— REQUIREMENT 1 —
Copy the records below word for word, starting with the line that contains "Expected: for each instance of the black" and continuing through the final line of the records, including both of those lines.
# start of PROVIDED PASSAGE
Dale’s Aunt Annie Merle married Needham Pulliam and lived at 243 Myrtle St. until her death. Mrs. Pulliam, who had no children, was a favorite of Uvaldeans and was often visited by Roy and Dale. Aunt Hallie Wood married James E. Willingham of Sabinal, and Aunt Rose Wood married Joseph R. Monkhouse. The Monkhouse’s daughter Virginia, who taught in Uvalde, married John Walton Raine.
Jane Fulmer Willingham, whose husband was a cousin to Dale, recalls the time when the entire family went to California to see Roy and Dale where they all swam in their pool.
“I couldn’t help sneaking a peek into one of their closets on a trip to the bathroom. I had never seen such an array of western boots! Once, when Roy and Dale were visiting in Uvalde, three of their children sang at First Baptist Church where my dad was the minister. As for Dale, she led a wild life before settling down with Roy.”
George Speir recalls that his grandparents Mr. and Mrs. George A. Kennedy had a party for Roy and Dale on one of their visits. “Ralph Harris, Dick Smith, and myself got to dress up in our ‘cowboy’ outfits to go meet them before the party started. We were each given autographed pictures. Mine said, ‘George, be a good boy for Roy Rogers.’”
Speir also remembers the time he met Dana Andrews, a major actor of the 1940s, who once lived in Uvalde where Andrews’ father was the minister at First Baptist. “My dad introduced Dana Andrews to me one afternoon after school at the soda fountain in my dad’s drugstore. He was passing through Uvalde and probably saw the name ‘Speir’ on the sign and stopped to visit my dad. This was around 1950 or 1951 because I had walked to the store from West Main School. I remember seeing a Cadillac convertible parked on Nopal Street beside the drug store.”
Carver Dana Andrews, one of 13 children, was born in Mississippi in 1909, but attended school in Uvalde, along with his brother Harlan. Sadly, two of his sisters, aged 2 and 9 months, succumbed to the measles and mumps while living in Uvalde and are buried in the Uvalde Cemetery. The siblings were all quite talented, including brother Steve Forrest, another popular Hollywood star.
Singer Johnny Rodriguez, an athlete and good student, graduated from Sabinal High School. Johnny’s mother’s maiden name was Davis, his mother Isabel being the granddaughter of Dee Davis whom J. Frank Dobie mentions in his book Coronado’s Children. The mother’s house still stands on North Pickford in Sabinal.
Despite being in jail by the time he was 18, Rodriguez rose to stardom in the early 1970s and was doing 100 concerts a year by 1976. Over the past 40 years he has released 35 albums and charted 45 singles and was honored to play at the inaugural ball for George H. W. Bush. Rodriguez recently performed at the Cailloux Theatre in Kerrville.
# end of PROVIDED PASSAGE
— REQUIREMENT 2 —
In the passage about Uvalde and its famous visitors, how many concerts a year was Johnny Rodriguez doing by 1976?
# start of EXTRACTED ENTRIES
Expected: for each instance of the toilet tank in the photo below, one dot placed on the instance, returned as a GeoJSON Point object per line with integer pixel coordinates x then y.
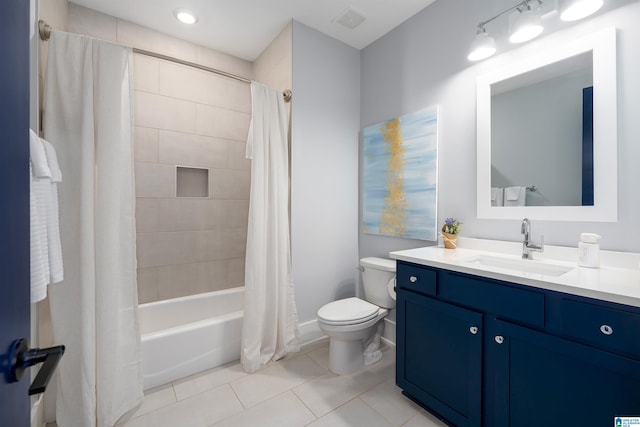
{"type": "Point", "coordinates": [376, 275]}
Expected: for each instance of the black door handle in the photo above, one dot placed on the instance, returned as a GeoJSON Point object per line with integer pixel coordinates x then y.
{"type": "Point", "coordinates": [21, 357]}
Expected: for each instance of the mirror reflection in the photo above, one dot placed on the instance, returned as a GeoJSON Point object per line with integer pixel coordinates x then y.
{"type": "Point", "coordinates": [542, 136]}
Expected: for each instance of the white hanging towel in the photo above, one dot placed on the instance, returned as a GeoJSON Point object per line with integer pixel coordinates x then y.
{"type": "Point", "coordinates": [497, 196]}
{"type": "Point", "coordinates": [53, 220]}
{"type": "Point", "coordinates": [46, 251]}
{"type": "Point", "coordinates": [515, 196]}
{"type": "Point", "coordinates": [39, 194]}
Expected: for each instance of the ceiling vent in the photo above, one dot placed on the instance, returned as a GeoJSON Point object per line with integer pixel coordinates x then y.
{"type": "Point", "coordinates": [350, 18]}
# end of EXTRACTED ENTRIES
— COMPLETE RESPONSE 1 —
Expected: for each instance of the black door handle in the photo above, one dot placed on the instance, returned as a GeoJSON Point object per line with integer pixel coordinates x then y.
{"type": "Point", "coordinates": [21, 357]}
Expected: for each instance of the mirror reflection in the photo above, one dot placed on the instance, returned as a GeoJSON Point object per line with integer pixel coordinates x then y.
{"type": "Point", "coordinates": [542, 136]}
Expected: for each instance of the white hanging towel in the photo above, one dot placed on the instance, returned as a GeoJSON Point object per line with integer pixel coordinates x then y.
{"type": "Point", "coordinates": [497, 196]}
{"type": "Point", "coordinates": [53, 220]}
{"type": "Point", "coordinates": [46, 251]}
{"type": "Point", "coordinates": [515, 196]}
{"type": "Point", "coordinates": [39, 194]}
Expected: for each instance of the ceiling vent in the photo above, one dot placed on the instance, returned as a GeoJSON Point object per line with integer pixel coordinates x then y.
{"type": "Point", "coordinates": [350, 18]}

— COMPLETE RESPONSE 2 —
100 concerts a year.